I'm curious what Kevin's thoughts are on this and the overall approach.

> 2) Support re-opening files with different access modes (O_RDONLY,
> O_WRONLY, or O_RDWR).  This would be similar to the force option for
> pass-fd.
>

I'm still not quite sure how we'd go about this.  We need a way to 
determine the existing QEMU fd that is to be re-associated with the new 
fd, when using a /dev/fdlist/0 filename.  In this new approach, 0 
corresponds to an index, not an fd.  The prior approach of using the 
/dev/fd/nnn, where nnn corresponded to an actual QEMU fd, made this easy.

>
>>
>>  From 55a264b647d90a30c1cc00cb1896535246bcd9b7 Mon Sep 17 00:00:00 2001
>> From: "Daniel P. Berrange" <berrange@redhat.com>
>> Date: Tue, 26 Jun 2012 15:48:13 +0100
>> Subject: [PATCH] Support passing FDs with the monitor command that
>> uses them
>>
>> Add support for a syntax "/dev/fdlist/N", where 'N' refers to
>> the N'th FD that was passed along with the currently processing
>> command in this thread.
>>
>> The QMP client sends
>>
>>          {
>>            "execute": "drive_add",
>>            "arguments": {
>>                 "filename": "/dev/fdlist/0",
>>                 "backingfilename": "/dev/fdlist/1" },
>>            "nfds": 2
>>          }
>>
>> followed by "nfds" * SCM_RIGHTS packets
>>
>> The FDs received along with the "drive_add" command are placed
>> in a thread-local list, then the QMP handler function is invoked.
>> The qemu_open() function will resolve any path "/dev/fdlist/0"
>> to use an FD stored in the  thread-local list, and dup() it.
>> One the QMP handler function is finished, all FDs in the thread
>> local list are closed.
>>
>> THe reason for choice of "/dev/fdlist/N", is to allow the
>> "/dev/fd/N" syntax to be used for FDs that are passed to QEMU
>> at startup time, which will be in the global FD number namespace,
>> not the thread-local index.
>>
>> The reason for using a thread local is to ensure the FDs are
>> only made available to the currently executing monitor command
>> handler in this thread, and not any other threads.

[Stored items from a collection]
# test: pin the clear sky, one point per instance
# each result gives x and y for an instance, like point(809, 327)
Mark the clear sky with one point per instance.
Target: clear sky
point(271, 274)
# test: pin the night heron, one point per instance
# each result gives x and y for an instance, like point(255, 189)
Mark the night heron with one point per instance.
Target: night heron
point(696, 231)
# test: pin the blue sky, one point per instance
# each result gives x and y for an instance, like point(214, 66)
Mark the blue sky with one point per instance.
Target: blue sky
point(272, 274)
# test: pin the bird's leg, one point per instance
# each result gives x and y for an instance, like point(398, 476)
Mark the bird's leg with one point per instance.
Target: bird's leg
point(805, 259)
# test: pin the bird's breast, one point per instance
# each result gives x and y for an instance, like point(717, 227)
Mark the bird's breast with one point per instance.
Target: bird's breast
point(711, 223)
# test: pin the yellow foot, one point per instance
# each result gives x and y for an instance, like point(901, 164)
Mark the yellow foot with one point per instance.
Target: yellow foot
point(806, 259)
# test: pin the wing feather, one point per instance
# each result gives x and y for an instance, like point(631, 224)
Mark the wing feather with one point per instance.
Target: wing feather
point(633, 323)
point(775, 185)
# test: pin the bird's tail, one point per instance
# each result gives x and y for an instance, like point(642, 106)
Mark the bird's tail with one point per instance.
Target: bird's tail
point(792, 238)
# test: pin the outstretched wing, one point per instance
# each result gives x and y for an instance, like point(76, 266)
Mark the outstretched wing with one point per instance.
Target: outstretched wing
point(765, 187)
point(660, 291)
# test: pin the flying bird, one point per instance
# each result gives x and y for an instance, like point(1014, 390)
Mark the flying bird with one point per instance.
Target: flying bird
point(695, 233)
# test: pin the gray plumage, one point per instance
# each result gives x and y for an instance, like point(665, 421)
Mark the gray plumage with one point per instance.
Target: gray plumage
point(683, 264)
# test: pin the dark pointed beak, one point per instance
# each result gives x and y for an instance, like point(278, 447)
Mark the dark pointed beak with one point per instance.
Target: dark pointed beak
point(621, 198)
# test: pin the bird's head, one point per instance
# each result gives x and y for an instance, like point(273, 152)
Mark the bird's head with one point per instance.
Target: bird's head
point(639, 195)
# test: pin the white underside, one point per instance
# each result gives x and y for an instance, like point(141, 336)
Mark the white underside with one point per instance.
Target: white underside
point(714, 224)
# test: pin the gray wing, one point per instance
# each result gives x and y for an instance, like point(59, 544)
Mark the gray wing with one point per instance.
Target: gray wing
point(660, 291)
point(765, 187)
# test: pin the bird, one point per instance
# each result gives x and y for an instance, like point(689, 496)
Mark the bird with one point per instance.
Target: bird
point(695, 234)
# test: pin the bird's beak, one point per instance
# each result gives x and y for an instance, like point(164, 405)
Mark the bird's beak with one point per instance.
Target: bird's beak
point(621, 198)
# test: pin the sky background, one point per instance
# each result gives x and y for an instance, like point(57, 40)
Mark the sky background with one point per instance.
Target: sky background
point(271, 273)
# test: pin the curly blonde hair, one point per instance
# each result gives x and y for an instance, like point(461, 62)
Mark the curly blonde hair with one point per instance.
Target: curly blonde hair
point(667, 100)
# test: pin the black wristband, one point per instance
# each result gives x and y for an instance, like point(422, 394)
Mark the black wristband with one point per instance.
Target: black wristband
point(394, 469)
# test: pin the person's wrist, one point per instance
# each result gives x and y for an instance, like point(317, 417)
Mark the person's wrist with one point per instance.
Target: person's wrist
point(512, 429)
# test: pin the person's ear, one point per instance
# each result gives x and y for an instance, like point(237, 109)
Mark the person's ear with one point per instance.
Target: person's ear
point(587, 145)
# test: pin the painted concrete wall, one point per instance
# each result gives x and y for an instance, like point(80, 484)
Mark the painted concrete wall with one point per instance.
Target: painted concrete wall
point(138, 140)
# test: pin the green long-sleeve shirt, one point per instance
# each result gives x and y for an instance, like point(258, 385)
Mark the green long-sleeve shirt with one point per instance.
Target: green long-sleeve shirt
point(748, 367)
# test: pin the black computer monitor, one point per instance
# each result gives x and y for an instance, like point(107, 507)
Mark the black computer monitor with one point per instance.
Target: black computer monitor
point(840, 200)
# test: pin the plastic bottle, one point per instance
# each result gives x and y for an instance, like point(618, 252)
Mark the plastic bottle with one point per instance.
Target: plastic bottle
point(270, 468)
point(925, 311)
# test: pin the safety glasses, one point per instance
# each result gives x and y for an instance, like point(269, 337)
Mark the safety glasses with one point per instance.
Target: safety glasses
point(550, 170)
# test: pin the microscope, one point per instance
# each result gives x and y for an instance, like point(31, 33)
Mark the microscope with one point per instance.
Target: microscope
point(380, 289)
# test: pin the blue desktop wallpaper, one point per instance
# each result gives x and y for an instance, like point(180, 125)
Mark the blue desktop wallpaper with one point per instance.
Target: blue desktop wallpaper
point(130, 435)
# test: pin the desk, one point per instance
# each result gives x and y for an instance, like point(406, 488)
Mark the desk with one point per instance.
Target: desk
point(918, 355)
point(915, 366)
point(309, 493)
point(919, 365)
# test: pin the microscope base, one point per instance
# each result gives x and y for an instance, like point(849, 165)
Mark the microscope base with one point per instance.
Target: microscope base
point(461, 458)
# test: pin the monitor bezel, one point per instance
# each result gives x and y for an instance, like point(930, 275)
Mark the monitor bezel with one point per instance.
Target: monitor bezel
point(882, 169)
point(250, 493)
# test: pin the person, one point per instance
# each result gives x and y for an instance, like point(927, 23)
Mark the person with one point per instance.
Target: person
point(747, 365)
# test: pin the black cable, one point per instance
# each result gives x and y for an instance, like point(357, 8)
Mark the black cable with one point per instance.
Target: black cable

▶ CHALLENGE
In the QEMU discussion, replace "approach" with "design" everywhere it occurs in the passage from "I'm curious what" up to and including "made this easy.", and give that passage again.

▶ SOLUTION TO THE EXERCISE
I'm curious what Kevin's thoughts are on this and the overall design.

> 2) Support re-opening files with different access modes (O_RDONLY,
> O_WRONLY, or O_RDWR).  This would be similar to the force option for
> pass-fd.
>

I'm still not quite sure how we'd go about this.  We need a way to 
determine the existing QEMU fd that is to be re-associated with the new 
fd, when using a /dev/fdlist/0 filename.  In this new design, 0 
corresponds to an index, not an fd.  The prior design of using the 
/dev/fd/nnn, where nnn corresponded to an actual QEMU fd, made this easy.